Extracted information –
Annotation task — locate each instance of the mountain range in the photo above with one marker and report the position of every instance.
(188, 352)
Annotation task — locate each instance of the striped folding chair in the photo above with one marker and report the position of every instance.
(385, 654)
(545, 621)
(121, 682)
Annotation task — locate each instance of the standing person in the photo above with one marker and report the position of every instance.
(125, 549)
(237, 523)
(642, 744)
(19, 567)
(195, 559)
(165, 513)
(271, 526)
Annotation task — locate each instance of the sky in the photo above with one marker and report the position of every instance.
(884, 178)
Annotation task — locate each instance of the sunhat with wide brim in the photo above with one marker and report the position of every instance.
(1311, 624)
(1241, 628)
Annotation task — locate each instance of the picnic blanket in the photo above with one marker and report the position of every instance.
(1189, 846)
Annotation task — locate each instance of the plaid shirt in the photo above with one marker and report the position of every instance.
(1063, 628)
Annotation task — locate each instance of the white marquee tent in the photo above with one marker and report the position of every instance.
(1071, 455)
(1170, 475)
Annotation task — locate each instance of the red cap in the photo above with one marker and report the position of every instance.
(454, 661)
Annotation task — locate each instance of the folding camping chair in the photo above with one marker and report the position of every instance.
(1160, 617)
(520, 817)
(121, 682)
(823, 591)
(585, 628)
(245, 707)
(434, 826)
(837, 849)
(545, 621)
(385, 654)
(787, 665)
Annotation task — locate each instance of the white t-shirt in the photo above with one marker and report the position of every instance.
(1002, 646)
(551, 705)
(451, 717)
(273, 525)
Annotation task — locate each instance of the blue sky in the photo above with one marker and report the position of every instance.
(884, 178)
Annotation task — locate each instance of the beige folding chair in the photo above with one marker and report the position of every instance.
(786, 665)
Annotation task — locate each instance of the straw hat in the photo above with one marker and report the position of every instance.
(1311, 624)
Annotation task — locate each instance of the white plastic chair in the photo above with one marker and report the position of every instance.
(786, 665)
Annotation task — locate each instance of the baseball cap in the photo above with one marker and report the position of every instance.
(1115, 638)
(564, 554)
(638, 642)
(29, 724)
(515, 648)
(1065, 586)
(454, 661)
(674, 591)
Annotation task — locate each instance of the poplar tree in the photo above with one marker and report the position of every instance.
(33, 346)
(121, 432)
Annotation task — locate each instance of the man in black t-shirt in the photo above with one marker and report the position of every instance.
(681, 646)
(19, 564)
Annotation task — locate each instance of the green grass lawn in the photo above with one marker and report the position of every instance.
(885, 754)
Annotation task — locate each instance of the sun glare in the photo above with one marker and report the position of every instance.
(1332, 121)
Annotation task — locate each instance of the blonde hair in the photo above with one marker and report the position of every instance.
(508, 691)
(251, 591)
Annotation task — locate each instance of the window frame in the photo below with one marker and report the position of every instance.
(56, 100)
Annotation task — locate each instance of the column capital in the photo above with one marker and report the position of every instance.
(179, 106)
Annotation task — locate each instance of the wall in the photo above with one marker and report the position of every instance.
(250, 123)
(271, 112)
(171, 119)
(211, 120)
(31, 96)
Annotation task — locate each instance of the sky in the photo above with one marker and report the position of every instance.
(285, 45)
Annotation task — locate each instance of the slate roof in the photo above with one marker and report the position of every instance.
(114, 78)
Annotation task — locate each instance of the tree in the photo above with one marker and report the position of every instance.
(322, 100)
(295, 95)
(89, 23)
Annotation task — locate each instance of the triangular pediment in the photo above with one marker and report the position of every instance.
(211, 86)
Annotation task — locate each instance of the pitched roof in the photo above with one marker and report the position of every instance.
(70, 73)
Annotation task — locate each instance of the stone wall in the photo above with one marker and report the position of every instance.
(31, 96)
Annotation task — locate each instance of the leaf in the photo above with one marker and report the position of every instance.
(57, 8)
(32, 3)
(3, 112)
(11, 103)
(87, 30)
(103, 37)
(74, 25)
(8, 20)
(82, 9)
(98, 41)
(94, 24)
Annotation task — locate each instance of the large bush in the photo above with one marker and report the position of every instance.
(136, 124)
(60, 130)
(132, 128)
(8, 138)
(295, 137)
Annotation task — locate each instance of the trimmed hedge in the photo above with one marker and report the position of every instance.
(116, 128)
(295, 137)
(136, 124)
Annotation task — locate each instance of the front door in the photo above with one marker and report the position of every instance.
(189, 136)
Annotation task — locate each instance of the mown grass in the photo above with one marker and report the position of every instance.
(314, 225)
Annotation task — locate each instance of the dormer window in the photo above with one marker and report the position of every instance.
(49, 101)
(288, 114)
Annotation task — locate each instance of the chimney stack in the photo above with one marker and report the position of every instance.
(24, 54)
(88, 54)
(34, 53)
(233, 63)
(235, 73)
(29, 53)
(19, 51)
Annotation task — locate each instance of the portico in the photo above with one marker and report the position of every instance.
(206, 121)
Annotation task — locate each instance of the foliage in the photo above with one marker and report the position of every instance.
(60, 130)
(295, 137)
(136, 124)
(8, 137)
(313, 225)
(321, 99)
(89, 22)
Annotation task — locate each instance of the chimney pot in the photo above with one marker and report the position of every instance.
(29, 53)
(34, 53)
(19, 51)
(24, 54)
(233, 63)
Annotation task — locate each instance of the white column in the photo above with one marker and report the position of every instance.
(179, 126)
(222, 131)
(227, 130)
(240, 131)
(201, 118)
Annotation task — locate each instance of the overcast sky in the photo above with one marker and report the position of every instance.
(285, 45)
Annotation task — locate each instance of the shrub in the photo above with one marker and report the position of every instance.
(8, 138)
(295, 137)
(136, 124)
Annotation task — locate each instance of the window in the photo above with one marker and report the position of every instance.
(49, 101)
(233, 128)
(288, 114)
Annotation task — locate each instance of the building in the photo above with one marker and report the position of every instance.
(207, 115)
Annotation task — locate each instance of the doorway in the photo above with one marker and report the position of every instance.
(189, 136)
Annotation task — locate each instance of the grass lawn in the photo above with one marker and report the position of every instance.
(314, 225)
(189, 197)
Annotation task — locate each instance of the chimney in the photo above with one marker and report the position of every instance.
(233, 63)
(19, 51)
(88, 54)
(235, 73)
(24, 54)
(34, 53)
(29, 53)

What the exercise asks – Rewrite every one of the records, swapping "marker" for "pin" wherever it occurs and keeping everything else the same.

Expected answer –
Annotation task — locate each instance of the mountain range in the photo above with one pin and report the position of every instance.
(188, 352)
Annotation task — locate each instance of the striped folding chair in the photo above with one pin and report the position of every instance.
(385, 654)
(545, 621)
(121, 682)
Annotation task — locate each instance of the standing person in the photo above with one pin and report the position of every instance.
(125, 549)
(237, 523)
(642, 744)
(19, 567)
(195, 559)
(165, 513)
(271, 526)
Annotation task — locate each instance of the sky in the photo above with one pin and report the position of every instance.
(884, 178)
Annotation task — locate each instance of the sunhat with wide brim in the photo above with one pin and report the position of every instance.
(1311, 624)
(1241, 628)
Annotation task — locate each instance of the picnic blanket in the photo above with one pin and report the position of every instance.
(1189, 846)
Annotation task — locate each instance of the plaid shirt in the photo above with one pin and report the position of every instance.
(1063, 628)
Annotation task — locate each instance of the white marquee tent in the photo above with one pin and report the position of every instance.
(1071, 455)
(1170, 475)
Annotation task — locate each instance of the red cap in the photo above with one pin and report the position of every instance.
(454, 661)
Annotation task — locate each instance of the folding camping chair in the photo above with one pin and report the position of every instance.
(1160, 617)
(520, 817)
(121, 682)
(823, 591)
(585, 628)
(245, 707)
(434, 826)
(837, 849)
(545, 621)
(385, 654)
(787, 665)
Annotation task — locate each instance of the white t-shirt in the photo above with one pin and report the position of every instance.
(1002, 646)
(551, 705)
(451, 717)
(273, 525)
Annotation task — locate each instance of the blue sky in the photo above with one pin and report the position of every instance.
(884, 178)
Annotation task — locate each instance of the beige folding chair in the photo above with one pin and report the position of every instance.
(786, 665)
Annotation task — locate each instance of the straw hat in the photo above with one pin and report the position of every instance.
(1311, 624)
Annotation task — locate each instance of the white plastic chair in the photo above with one pin and report the position of every instance.
(786, 665)
Annotation task — locate each instance of the baseball cap in the photo above with one pin and report the position of every instance.
(1115, 638)
(564, 554)
(638, 642)
(29, 724)
(515, 648)
(1065, 586)
(454, 661)
(674, 591)
Annotation task — locate each instance of the poplar tree in the photo above with one pin and report the position of every instance.
(33, 346)
(121, 432)
Annotation task — locate each instance of the man in black t-shirt in the photo above with one pin and report the position of every instance.
(681, 646)
(19, 564)
Annotation task — locate each instance of the green grass lawn in the photo above with one pin and report the position of every instance.
(885, 754)
Annotation task — locate each instance of the sun glare in the photo above with one pin and report the position of every instance.
(1332, 121)
Annotation task — locate each instance of the blonde hair in the photo above with one pin and report the position of every instance.
(508, 691)
(251, 591)
Annotation task — locate each instance of the window frame in the photo below with one pin and report the position of every instance.
(56, 100)
Annotation task — locate each instance of the column capital in the photo above with one pin and report the position of every instance.
(179, 106)
Annotation task — locate each instance of the wall in the photo above with one pin and report the position of every instance.
(250, 123)
(271, 112)
(171, 119)
(211, 120)
(31, 96)
Annotation task — locate each instance of the sky in the photo above with one pin and report the position of every instance.
(285, 45)
Annotation task — locate each instance of the slate roof in the photo above with one pin and report the position of every instance.
(114, 78)
Annotation task — locate each instance of the tree in the photo above with one pin and report the position of every instance.
(322, 100)
(295, 95)
(89, 23)
Annotation task — locate each instance of the triangular pediment in the photo above with one pin and report the position of every instance.
(211, 86)
Annotation task — locate each instance of the pitched roof in the photo above with one pin and report the position of every instance.
(70, 73)
Annotation task — locate each instance of the stone wall in the photo above with one pin and report the position of every instance.
(31, 96)
Annotation task — locate each instance of the leaf in the photo above with one pin and report the position of every instance.
(57, 8)
(32, 3)
(3, 112)
(11, 103)
(87, 30)
(103, 37)
(74, 25)
(8, 20)
(82, 9)
(98, 41)
(94, 24)
Annotation task — locate each instance of the large bush in the photo above with one pin and report the position of every instance.
(136, 124)
(60, 130)
(132, 128)
(8, 138)
(295, 137)
Annotation task — locate each instance of the trimmed hedge in the photo above with one pin and report the position of every instance.
(116, 128)
(295, 137)
(136, 124)
Annotation task — locate each instance of the front door in the photo above with one pin and report the position of every instance.
(189, 136)
Annotation task — locate each instance of the mown grass in the photo above with one pin and report the position of every instance.
(314, 225)
Annotation task — locate each instance of the dormer window in the photo above with one pin and report the position of every instance.
(49, 101)
(288, 114)
Annotation task — locate each instance of the chimney stack in the photo above with one pin and report the position of every instance.
(24, 54)
(88, 54)
(34, 53)
(233, 63)
(235, 73)
(29, 53)
(19, 51)
Annotation task — locate each instance of the portico in the photo above with one pin and report the position of every instance.
(206, 121)
Annotation task — locate each instance of the foliage in the photo above with one pin and report the position of every instance.
(60, 130)
(295, 137)
(136, 124)
(8, 137)
(313, 225)
(321, 99)
(89, 22)
Annotation task — locate each instance of the chimney pot in the photo above with one pin and report the position of every instance.
(29, 53)
(34, 53)
(19, 51)
(24, 54)
(233, 63)
Annotation task — locate each instance of the white column in the photo above with one pin and report the position of every instance.
(179, 126)
(222, 131)
(227, 130)
(240, 131)
(201, 118)
Annotation task — locate each instance of the overcast sky in the photo above with one pin and report the position of every instance.
(285, 45)
Annotation task — locate each instance of the shrub in the photo above with one pin and report the position of every instance.
(8, 138)
(295, 137)
(136, 124)
Annotation task — locate each instance of the window in the photo above with one pin and report the position of every instance.
(49, 101)
(233, 128)
(288, 114)
Annotation task — locate each instance of the building in the photo above with one pin and report the position of every instance.
(207, 115)
Annotation task — locate each instance of the doorway in the photo above with one pin and report the position of every instance.
(189, 136)
Annotation task — locate each instance of the grass lawn in the photo above with one pin and report the position of every instance.
(314, 225)
(189, 197)
Annotation task — locate each instance of the chimney in the photo above with one pin and report the position of every instance.
(233, 63)
(19, 51)
(88, 54)
(235, 73)
(24, 54)
(34, 53)
(29, 53)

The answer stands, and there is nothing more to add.